EXERCISE DESCRIPTION |
Give again, word for word, every line below from the one that has "Target: bird's head" through the one that has "Target: bird's eye", both included, and no others.
+++ MATERIAL SHOWN +++
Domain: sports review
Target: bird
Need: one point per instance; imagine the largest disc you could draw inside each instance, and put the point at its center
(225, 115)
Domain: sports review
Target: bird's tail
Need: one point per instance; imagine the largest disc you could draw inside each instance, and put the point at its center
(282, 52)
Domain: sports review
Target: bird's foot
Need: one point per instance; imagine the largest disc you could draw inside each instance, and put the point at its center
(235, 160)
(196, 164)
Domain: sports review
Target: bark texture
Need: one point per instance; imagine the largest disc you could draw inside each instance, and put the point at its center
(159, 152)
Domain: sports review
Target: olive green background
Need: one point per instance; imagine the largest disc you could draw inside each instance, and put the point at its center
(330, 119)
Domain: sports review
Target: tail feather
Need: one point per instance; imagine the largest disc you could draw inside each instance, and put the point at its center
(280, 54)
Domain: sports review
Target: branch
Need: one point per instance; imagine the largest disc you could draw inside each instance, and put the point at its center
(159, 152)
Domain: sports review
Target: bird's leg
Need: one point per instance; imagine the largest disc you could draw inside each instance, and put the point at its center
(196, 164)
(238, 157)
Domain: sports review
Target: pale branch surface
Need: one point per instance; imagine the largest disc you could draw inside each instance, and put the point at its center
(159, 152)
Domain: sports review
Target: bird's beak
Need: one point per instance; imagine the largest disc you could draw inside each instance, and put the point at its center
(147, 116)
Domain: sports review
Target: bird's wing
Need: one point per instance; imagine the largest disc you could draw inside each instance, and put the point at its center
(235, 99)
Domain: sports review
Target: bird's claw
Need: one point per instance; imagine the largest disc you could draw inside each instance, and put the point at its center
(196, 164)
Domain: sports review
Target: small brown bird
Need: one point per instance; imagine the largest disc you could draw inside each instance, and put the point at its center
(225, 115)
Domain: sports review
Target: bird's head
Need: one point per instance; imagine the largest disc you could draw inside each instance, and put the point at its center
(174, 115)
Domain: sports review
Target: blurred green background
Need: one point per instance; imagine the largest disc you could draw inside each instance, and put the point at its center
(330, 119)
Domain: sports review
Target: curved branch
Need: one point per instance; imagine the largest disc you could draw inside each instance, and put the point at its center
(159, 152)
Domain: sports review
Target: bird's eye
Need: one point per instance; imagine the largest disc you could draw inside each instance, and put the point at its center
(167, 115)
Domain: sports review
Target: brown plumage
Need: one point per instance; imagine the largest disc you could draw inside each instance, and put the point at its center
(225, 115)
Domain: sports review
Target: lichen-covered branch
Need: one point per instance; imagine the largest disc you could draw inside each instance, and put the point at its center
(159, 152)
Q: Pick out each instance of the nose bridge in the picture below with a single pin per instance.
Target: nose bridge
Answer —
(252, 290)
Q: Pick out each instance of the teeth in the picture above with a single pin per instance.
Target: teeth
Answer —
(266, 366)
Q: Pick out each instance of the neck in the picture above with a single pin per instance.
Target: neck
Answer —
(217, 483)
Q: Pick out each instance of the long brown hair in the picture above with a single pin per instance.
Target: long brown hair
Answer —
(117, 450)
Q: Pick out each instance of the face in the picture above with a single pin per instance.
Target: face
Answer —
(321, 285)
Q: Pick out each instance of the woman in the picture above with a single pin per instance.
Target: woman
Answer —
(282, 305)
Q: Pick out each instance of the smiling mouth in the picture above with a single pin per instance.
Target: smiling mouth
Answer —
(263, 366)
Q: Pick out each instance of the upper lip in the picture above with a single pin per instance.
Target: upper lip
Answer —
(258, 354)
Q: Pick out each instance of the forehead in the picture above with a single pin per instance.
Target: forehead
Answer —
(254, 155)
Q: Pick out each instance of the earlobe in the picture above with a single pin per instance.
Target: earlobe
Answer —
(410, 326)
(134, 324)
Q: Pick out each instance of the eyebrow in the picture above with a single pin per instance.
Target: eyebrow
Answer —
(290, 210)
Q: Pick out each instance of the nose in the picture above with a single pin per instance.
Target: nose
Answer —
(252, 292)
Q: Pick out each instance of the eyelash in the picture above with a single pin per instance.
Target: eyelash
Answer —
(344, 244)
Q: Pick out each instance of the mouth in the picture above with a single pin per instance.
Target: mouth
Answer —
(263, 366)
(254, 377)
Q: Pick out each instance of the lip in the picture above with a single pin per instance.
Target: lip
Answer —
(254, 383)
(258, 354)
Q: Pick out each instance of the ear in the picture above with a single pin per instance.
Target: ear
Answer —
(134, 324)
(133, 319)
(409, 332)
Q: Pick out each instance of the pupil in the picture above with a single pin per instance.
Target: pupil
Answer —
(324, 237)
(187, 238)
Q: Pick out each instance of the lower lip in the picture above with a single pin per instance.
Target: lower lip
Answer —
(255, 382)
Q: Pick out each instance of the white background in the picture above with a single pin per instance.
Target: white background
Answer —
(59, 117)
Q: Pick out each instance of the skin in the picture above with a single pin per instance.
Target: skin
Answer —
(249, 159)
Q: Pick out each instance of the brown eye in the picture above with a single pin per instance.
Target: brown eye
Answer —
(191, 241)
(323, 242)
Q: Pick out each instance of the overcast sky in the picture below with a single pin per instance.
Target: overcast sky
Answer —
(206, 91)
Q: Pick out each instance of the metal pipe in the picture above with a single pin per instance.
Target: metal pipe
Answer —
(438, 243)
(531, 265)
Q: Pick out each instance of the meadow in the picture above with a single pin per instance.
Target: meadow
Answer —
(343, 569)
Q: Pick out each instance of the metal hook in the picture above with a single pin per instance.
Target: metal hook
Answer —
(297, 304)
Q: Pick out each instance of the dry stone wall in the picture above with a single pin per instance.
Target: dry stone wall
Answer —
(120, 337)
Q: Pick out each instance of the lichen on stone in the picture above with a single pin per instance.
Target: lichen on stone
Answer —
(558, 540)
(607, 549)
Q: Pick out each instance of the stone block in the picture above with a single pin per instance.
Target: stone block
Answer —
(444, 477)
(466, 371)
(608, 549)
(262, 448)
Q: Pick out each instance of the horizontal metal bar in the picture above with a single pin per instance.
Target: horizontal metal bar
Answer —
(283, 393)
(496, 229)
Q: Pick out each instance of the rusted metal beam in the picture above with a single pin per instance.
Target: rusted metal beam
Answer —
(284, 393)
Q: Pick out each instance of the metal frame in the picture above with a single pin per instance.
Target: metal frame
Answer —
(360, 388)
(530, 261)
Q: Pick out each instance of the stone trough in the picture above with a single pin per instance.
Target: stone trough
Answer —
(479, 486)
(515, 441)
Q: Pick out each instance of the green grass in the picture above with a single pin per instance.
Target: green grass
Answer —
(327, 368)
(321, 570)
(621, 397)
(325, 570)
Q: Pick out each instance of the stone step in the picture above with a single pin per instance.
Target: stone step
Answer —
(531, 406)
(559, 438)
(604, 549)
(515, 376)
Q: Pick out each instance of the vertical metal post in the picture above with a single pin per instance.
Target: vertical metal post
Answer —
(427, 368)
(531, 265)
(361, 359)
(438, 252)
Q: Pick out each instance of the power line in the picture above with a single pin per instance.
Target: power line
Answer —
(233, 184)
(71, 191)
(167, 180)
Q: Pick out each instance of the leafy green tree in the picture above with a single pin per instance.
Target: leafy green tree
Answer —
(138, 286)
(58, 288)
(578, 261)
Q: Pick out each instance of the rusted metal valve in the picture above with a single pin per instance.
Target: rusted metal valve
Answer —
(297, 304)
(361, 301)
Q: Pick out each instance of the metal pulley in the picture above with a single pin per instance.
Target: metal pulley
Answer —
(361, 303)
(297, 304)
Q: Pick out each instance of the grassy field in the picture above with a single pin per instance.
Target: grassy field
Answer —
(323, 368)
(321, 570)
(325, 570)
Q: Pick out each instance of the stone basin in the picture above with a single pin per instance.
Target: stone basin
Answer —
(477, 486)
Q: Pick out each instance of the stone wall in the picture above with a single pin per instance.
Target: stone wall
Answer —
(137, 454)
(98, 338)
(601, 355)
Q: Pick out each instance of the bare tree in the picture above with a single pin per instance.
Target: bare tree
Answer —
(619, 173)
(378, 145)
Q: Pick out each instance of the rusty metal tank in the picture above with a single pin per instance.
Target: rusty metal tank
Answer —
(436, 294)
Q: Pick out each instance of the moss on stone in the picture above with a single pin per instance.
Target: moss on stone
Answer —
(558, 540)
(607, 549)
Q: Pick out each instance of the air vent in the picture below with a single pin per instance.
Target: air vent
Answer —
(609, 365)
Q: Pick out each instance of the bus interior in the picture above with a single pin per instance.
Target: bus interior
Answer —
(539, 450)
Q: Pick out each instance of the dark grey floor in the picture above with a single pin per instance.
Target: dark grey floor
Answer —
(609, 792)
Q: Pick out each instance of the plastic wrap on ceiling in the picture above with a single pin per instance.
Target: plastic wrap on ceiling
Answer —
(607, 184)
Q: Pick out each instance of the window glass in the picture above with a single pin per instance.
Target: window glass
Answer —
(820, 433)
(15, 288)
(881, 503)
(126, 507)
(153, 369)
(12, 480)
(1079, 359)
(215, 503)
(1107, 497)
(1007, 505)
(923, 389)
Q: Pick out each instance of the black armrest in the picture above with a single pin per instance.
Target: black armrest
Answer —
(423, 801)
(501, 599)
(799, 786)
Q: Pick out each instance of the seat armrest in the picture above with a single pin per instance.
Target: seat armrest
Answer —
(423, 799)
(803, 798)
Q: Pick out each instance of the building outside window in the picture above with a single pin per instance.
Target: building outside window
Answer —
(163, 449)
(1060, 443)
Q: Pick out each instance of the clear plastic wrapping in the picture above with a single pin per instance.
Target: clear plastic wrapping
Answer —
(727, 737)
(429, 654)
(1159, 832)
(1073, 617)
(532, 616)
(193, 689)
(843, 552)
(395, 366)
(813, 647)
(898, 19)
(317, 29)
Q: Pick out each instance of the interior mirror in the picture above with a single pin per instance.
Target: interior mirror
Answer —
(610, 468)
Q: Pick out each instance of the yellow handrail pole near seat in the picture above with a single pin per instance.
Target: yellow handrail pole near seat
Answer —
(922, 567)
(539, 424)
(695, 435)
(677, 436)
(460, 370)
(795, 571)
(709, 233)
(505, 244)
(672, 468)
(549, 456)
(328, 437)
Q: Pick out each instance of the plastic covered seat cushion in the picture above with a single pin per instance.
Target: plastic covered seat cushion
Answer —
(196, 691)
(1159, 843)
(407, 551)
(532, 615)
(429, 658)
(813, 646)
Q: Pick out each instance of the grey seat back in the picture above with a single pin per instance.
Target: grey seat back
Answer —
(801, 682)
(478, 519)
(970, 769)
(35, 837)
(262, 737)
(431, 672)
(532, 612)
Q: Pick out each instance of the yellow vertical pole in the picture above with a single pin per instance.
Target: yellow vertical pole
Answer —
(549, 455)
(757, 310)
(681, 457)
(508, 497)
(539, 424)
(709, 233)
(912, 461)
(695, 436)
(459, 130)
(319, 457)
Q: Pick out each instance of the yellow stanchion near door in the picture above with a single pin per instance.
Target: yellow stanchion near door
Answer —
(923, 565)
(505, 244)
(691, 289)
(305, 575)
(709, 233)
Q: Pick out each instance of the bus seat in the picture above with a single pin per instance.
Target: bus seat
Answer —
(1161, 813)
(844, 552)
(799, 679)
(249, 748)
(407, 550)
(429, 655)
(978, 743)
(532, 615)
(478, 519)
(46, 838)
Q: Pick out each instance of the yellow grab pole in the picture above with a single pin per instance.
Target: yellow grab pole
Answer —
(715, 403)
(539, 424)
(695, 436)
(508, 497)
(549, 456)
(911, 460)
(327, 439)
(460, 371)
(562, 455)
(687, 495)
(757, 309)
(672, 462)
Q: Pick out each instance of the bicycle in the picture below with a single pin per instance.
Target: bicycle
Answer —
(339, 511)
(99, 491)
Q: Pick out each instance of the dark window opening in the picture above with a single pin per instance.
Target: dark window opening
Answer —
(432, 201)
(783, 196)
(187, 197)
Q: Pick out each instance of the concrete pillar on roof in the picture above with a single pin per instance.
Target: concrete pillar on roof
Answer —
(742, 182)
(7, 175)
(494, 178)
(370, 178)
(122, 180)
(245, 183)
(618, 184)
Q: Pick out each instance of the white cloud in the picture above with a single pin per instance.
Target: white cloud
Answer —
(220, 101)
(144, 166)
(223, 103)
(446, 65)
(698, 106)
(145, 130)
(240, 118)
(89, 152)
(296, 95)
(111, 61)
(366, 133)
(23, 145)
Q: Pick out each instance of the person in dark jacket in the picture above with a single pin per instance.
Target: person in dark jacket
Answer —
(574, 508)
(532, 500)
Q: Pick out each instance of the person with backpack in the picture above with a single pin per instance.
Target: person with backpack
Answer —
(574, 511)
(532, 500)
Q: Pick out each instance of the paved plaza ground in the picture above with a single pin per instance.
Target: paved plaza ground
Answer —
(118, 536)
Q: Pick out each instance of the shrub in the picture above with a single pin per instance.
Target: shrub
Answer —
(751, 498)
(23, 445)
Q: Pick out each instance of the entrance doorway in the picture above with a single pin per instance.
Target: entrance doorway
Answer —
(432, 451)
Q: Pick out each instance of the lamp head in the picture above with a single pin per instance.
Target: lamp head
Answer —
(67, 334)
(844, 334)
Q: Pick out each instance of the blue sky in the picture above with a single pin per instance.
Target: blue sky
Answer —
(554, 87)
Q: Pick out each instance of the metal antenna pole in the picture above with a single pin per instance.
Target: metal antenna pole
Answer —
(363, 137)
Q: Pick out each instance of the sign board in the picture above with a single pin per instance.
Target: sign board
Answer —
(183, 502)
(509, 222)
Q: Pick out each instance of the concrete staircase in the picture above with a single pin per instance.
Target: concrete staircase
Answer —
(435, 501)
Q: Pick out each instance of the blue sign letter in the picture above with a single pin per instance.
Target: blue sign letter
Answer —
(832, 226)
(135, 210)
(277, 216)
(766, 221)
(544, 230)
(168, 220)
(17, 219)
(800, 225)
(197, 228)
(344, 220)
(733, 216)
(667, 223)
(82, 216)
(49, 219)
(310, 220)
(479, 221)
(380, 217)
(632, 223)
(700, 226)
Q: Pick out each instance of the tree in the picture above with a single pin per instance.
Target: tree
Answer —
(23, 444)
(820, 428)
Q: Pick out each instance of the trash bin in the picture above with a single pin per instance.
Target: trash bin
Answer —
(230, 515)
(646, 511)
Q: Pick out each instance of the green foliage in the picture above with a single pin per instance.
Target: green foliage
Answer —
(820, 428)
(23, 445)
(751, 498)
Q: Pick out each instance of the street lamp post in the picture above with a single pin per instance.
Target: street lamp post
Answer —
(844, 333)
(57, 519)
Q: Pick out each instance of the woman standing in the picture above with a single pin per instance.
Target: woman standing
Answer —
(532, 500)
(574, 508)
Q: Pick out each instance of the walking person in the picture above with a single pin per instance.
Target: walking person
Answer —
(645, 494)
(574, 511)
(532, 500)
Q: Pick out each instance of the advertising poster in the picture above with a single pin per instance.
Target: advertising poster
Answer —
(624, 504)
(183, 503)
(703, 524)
+++
RESULT OF THIS TASK |
Target: bird's head
Need: one point per instance; imagine the largest disc you could draw inside each instance, and put the point at its center
(174, 115)
Domain: sports review
Target: blurred green background
Need: one point per instance; imagine the largest disc you could draw inside each instance, and put the point at its center
(330, 119)
Domain: sports review
Target: curved branch
Need: one point per instance; imagine the largest disc you could draw inside each instance, and put the point at its center
(159, 152)
Domain: sports review
Target: bird's eye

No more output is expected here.